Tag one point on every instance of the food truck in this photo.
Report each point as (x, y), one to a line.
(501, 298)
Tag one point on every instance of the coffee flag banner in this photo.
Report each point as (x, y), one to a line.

--------------------

=== Aim ===
Rewrite the listing above as a Markdown table with the columns Row and Line, where Row holds the line number and Line holds that line's text. Omit blank lines.

=== Response ===
| Row | Line |
|---|---|
| 1 | Tag one point on every instance of the food truck in this photo. |
| 2 | Report each point as (x, y), one to a line. |
| 3 | (501, 298) |
| 4 | Tag one point on every instance of the coffee flag banner in this photo. |
| 5 | Report each point as (x, y), one to a line. |